*** DATA SHOWN ***

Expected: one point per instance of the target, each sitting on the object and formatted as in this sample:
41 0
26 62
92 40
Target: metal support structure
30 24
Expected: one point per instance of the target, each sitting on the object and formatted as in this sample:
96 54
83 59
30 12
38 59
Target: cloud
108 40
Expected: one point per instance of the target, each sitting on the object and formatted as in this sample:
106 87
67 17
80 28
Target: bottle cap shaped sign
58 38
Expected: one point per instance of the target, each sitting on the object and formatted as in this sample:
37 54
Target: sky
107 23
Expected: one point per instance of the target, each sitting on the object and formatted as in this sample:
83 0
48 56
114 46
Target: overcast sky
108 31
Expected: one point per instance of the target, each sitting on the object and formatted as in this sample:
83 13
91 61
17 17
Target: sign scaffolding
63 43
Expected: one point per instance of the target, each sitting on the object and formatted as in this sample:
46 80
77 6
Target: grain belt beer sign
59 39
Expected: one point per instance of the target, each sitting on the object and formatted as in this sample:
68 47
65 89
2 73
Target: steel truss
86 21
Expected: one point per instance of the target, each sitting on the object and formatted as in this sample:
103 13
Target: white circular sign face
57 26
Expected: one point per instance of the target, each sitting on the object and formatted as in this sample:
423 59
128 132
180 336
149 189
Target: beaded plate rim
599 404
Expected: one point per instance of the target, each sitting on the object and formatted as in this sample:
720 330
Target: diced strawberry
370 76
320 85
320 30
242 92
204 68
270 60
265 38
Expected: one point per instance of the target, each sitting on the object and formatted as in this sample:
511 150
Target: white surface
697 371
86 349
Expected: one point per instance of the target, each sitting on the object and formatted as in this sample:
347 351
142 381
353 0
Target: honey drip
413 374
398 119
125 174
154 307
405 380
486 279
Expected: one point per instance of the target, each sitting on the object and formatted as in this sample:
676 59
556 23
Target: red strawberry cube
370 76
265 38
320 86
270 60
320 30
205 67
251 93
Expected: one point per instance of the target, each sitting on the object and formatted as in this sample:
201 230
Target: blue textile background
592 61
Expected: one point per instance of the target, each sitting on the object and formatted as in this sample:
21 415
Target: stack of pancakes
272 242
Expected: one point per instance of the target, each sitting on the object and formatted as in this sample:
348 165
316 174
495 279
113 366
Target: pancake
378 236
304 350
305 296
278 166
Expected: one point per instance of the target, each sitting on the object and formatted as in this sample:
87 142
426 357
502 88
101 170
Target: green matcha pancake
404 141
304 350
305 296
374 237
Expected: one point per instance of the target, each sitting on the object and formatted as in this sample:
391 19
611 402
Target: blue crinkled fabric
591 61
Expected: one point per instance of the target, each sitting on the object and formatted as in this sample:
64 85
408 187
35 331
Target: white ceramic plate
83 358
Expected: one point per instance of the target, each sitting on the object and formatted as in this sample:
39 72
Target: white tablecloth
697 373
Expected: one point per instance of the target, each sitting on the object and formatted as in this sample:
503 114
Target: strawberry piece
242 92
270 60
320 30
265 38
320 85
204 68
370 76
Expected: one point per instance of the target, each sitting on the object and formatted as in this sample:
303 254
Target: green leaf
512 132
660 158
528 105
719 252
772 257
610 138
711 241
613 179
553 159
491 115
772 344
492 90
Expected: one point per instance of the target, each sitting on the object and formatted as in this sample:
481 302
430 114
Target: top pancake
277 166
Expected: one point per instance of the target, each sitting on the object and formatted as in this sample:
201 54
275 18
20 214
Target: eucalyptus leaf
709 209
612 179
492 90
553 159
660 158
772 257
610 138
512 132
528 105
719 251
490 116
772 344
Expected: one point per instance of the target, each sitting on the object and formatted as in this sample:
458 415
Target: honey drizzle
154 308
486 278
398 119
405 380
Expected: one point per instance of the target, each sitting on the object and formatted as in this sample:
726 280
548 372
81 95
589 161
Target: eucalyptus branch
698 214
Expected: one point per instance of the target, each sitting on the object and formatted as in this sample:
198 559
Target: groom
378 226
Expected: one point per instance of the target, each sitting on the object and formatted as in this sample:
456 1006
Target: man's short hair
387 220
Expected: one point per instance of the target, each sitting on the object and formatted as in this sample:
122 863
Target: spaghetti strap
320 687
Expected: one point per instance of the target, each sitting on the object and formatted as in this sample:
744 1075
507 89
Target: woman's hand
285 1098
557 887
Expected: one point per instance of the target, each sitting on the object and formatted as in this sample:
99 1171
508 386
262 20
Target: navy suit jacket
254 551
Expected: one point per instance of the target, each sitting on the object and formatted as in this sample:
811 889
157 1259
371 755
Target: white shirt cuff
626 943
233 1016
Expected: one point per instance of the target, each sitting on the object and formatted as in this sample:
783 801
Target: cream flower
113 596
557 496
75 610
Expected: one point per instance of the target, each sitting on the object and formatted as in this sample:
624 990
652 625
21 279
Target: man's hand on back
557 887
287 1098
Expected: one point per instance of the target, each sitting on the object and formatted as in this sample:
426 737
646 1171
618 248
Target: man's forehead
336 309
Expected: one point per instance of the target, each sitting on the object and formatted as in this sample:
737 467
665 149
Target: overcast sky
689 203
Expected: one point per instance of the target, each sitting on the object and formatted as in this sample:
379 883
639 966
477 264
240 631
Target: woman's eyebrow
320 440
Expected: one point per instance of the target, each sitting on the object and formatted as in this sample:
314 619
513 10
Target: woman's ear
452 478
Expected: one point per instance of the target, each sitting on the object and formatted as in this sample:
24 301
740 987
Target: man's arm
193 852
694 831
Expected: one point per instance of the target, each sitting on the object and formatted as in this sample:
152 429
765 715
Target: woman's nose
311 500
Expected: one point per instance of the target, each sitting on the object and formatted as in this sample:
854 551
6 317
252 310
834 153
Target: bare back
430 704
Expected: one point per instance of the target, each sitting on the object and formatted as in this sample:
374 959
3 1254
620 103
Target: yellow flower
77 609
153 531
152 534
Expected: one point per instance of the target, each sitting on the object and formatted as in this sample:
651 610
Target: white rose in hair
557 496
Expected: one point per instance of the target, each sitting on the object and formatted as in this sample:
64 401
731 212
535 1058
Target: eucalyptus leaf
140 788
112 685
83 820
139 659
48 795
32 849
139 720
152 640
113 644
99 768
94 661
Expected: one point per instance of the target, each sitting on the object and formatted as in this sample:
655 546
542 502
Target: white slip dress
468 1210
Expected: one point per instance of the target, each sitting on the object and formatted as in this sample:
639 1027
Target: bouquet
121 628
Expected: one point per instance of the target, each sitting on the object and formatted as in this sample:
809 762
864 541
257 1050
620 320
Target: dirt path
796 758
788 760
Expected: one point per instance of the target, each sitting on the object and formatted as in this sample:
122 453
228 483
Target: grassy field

*** End of DATA SHOWN ***

__EXERCISE DETAILS__
Having gone through the data above, repeat it exactly.

__FINISHED EXERCISE__
Expected: one point per instance of the target, each sitting on the object and formatted as in this sample:
41 0
26 62
92 40
Target: metal support structure
30 24
Expected: one point per instance of the target, each sitting on the object and formatted as in this sample:
96 54
83 59
30 12
38 59
Target: cloud
108 40
Expected: one point per instance of the target, each sitting on the object and formatted as in this sample:
106 87
67 17
80 28
Target: bottle cap shaped sign
58 38
Expected: one point per instance of the target, each sitting on the object and formatted as in this sample:
37 54
Target: sky
107 23
Expected: one point per instance of the target, each sitting on the object and formatted as in this sample:
83 0
48 56
114 46
Target: overcast sky
108 31
Expected: one point per instance of the target, each sitting on the object and formatted as in this sample:
83 13
91 61
17 17
Target: sign scaffolding
63 43
Expected: one point per instance of the target, each sitting on the object and formatted as in this sample:
46 80
77 6
Target: grain belt beer sign
59 39
Expected: one point per instance of the target, each sitting on the object and formatted as in this sample:
68 47
65 89
2 73
Target: steel truss
86 21
Expected: one point per instance of the target, each sitting on the object and formatted as in this sample:
103 13
Target: white circular sign face
57 26
Expected: one point per instance of the target, each sitting on the object and formatted as in this sample:
423 59
128 132
180 336
149 189
Target: beaded plate rim
599 404
Expected: one point per instance of the target, each sitting on the object and formatted as in this sample:
720 330
Target: diced strawberry
370 76
320 85
320 30
242 92
204 68
270 60
265 38
Expected: one point per instance of the target, each sitting on the object and formatted as in this sample:
511 150
Target: white surface
697 371
86 349
Expected: one point per instance of the target, each sitting on the object and formatted as in this sample:
347 351
142 381
353 0
Target: honey drip
413 374
398 119
125 174
154 307
405 380
486 279
Expected: one point per instance of the target, each sitting on the object and formatted as in this sample:
676 59
556 23
Target: red strawberry cube
370 76
265 38
320 86
270 60
320 30
205 67
251 93
Expected: one point per instance of the target, each sitting on the object and formatted as in this sample:
201 230
Target: blue textile background
592 61
Expected: one point per instance of the target, each sitting on the object and formatted as in this sample:
21 415
Target: stack of pancakes
272 242
Expected: one point per instance of the target, each sitting on the object and formatted as in this sample:
348 165
316 174
495 279
113 366
Target: pancake
378 236
304 350
305 296
278 166
Expected: one point per instance of the target, each sitting on the object and formatted as in this sample:
87 142
426 357
502 88
101 170
Target: green matcha pancake
404 141
304 350
305 296
374 237
Expected: one point per instance of the target, each sitting on the object and formatted as in this sample:
391 19
611 402
Target: blue crinkled fabric
591 61
Expected: one point per instance of the target, each sitting on the object and formatted as in this sample:
64 85
408 187
35 331
Target: white ceramic plate
83 358
Expected: one point per instance of the target, each sitting on the object and formatted as in this sample:
39 72
Target: white tablecloth
697 373
Expected: one point per instance of the target, each sitting on the object and formatted as in this sample:
503 114
Target: strawberry piece
242 92
270 60
320 30
265 38
320 85
204 68
370 76
Expected: one point per instance of the target, each sitting on the object and formatted as in this sample:
303 254
Target: green leaf
512 132
660 158
528 105
719 252
772 257
610 138
711 241
613 179
553 159
491 115
772 344
492 90
Expected: one point per instance of the target, each sitting on the object and formatted as in this sample:
481 302
430 114
Target: top pancake
277 166
Expected: one point per instance of the target, each sitting on the object and formatted as in this sample:
201 54
275 18
20 214
Target: eucalyptus leaf
709 209
612 179
492 90
553 159
660 158
772 257
610 138
512 132
528 105
719 251
490 116
772 344
Expected: one point per instance of the target, each sitting on the object and formatted as in this sample:
458 415
Target: honey drizzle
154 308
486 278
398 119
405 380
Expected: one point per instance of the target, each sitting on the object and formatted as in this sample:
726 280
548 372
81 95
589 161
Target: eucalyptus branch
698 214
Expected: one point per instance of the target, each sitting on the object and formatted as in this sample:
198 559
Target: groom
378 226
Expected: one point per instance of the target, each sitting on the object and formatted as in this sample:
456 1006
Target: man's short hair
387 220
Expected: one point per instance of the target, each sitting on the object and formatted as in this sample:
122 863
Target: spaghetti strap
320 687
Expected: one point per instance of the target, each sitting on the object and formatted as in this sample:
744 1075
507 89
Target: woman's hand
285 1098
557 887
Expected: one point per instance of the target, each sitting on the object and formatted as in this sample:
99 1171
508 386
262 20
Target: navy suit jacket
254 551
Expected: one point per instance of the target, each sitting on the object and formatted as in this sample:
811 889
157 1259
371 755
Target: white shirt cuff
626 943
233 1016
Expected: one point per instance of the target, each sitting on the object and formatted as in this sample:
783 801
Target: cream flower
113 596
557 496
75 610
Expected: one point per instance of the target, each sitting on the object and formatted as in this sample:
624 990
652 625
21 279
Target: man's hand on back
557 887
287 1098
Expected: one point per instance of the target, each sitting on the object and formatted as in this sample:
426 737
646 1171
618 248
Target: man's forehead
336 309
Expected: one point per instance of the target, each sitting on the object and formatted as in this sample:
737 467
665 149
Target: overcast sky
689 203
Expected: one point per instance of the target, each sitting on the object and formatted as in this sample:
379 883
639 966
477 264
240 631
Target: woman's eyebrow
320 440
Expected: one point per instance of the target, each sitting on the object and formatted as in this sample:
314 619
513 10
Target: woman's ear
452 478
Expected: one point per instance of the target, each sitting on the object and formatted as in this sample:
24 301
740 987
Target: man's arm
193 852
694 831
Expected: one point per instance of the target, each sitting on the object and formatted as in this sample:
152 429
765 715
Target: woman's nose
311 500
Expected: one point per instance of the target, each sitting on the object and formatted as in this sample:
854 551
6 317
252 310
834 153
Target: bare back
430 704
Expected: one point per instance of the target, each sitting on the object and formatted as in this sample:
374 959
3 1254
620 103
Target: yellow flower
77 609
153 531
152 534
Expected: one point per instance of the target, each sitting on the object and formatted as in this sample:
651 610
Target: white rose in hair
557 496
Expected: one point per instance of the target, each sitting on the object and formatted as in this sample:
64 401
731 212
535 1058
Target: eucalyptus leaf
140 788
112 685
83 820
139 659
48 795
32 849
139 720
152 640
113 644
99 768
94 661
Expected: one point per instance of the target, each sitting on the object and formatted as in this sample:
655 546
542 502
Target: white slip dress
468 1210
Expected: one point per instance of the target, each sitting on the object and formatted as in this sample:
639 1027
Target: bouquet
121 628
Expected: one point per instance of the target, each sitting on the object and formatted as in this sample:
809 762
864 541
257 1050
620 320
Target: dirt path
796 758
788 760
Expected: one point per instance of the target, each sitting on the object and formatted as in this sample:
122 453
228 483
Target: grassy field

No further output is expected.